§ QUELLENAUSZUG
____________________
Von: luk
Bozen – Briefe, Postkarten und Aufzeichnungen: Forscher von Eurac Research sammeln Aufzeichnungen aus Südtirol vom Ende des 19. Jahrhunderts bis heute. Dadurch wollen die Wissenschaftler neue Erkenntnisse im Bereich Minderheitenschutz, Sprachgebrauch und Sozialgeschichte erlangen und ein neues, anschauliches Bild des 20. Jahrhunderts in Südtirol zeichnen. Die Sammlung soll Schriftverkehr in allen Landessprachen beinhalten. Daher wenden sich die Forscher nun an alle Südtiroler, die im Besitz von Schriftverkehr sind mit der Bitte, ihnen die Dokumente für die digitale Sammlung zur Verfügung zu stellen. Aus der Hand geben, muss man die Erinnerungsstücke erst gar nicht.
„Besonders beeindruckend war für mich der Briefwechsel zwischen fünf Waisenkindern, die an unterschiedlichen Orten in Südtirol lebten und sich während der Optionszeit in über 100 Briefen darüber Gedanken machen, ob sie in Südtirol bleiben oder auswandern sollen. In den Briefen kommt die große Betroffenheit und Zerrissenheit dieser Menschen eindrucksvoll zum Ausdruck“, berichtet Georg Grote von Eurac Research, der seit einigen Jahren an der Sammlung arbeitet und bereits rund 5.000 Briefe und Postkarten, vorwiegend in deutscher Sprache, gesammelt hat.
____________________
§ ARBEITSAUFTRAG
Beantworten Sie anhand des Textes über die Südtiroler Briefsammlung die folgenden Fragen.
(a) In welchen Bereichen wollen die Forscher neue Erkenntnisse gewinnen?
(b) Wie viele Waisenkinder führten während der Optionszeit den genannten Briefwechsel?
(c) Wie viele Briefe und Postkarten hat Georg Grote bereits gesammelt, und in welcher Sprache sind sie vorwiegend verfasst?

Einträge mit Koordinatenannotation:
____________________
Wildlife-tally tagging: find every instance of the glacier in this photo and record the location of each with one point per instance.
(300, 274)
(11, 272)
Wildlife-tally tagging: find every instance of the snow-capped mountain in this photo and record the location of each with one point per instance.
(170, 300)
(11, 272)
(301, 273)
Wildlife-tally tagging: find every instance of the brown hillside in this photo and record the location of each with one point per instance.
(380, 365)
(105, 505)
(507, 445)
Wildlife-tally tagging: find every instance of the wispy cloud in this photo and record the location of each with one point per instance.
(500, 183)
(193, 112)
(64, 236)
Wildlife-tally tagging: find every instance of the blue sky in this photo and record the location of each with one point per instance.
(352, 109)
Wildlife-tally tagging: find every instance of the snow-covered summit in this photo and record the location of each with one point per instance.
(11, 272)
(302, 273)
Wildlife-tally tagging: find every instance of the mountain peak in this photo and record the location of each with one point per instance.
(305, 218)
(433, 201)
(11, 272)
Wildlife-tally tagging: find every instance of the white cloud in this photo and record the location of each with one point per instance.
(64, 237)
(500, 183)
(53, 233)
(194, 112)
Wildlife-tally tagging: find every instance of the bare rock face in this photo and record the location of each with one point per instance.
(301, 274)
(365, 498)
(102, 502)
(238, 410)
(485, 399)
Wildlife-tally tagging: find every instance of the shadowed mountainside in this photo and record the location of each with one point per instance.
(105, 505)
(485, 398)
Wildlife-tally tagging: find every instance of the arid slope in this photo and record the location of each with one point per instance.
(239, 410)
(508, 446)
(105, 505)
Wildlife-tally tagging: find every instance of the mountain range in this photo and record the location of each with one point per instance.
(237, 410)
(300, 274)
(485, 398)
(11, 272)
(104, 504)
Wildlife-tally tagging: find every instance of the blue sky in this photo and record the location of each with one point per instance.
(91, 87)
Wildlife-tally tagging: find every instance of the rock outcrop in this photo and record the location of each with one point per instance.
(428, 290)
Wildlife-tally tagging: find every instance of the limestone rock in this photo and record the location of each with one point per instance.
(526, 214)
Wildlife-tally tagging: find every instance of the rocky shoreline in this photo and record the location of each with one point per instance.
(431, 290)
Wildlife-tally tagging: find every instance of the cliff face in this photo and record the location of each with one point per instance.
____________________
§ LÖSUNG
(a) Im Bereich Minderheitenschutz, Sprachgebrauch und Sozialgeschichte.
(b) Fünf Waisenkinder.
(c) Rund 5.000, vorwiegend in deutscher Sprache.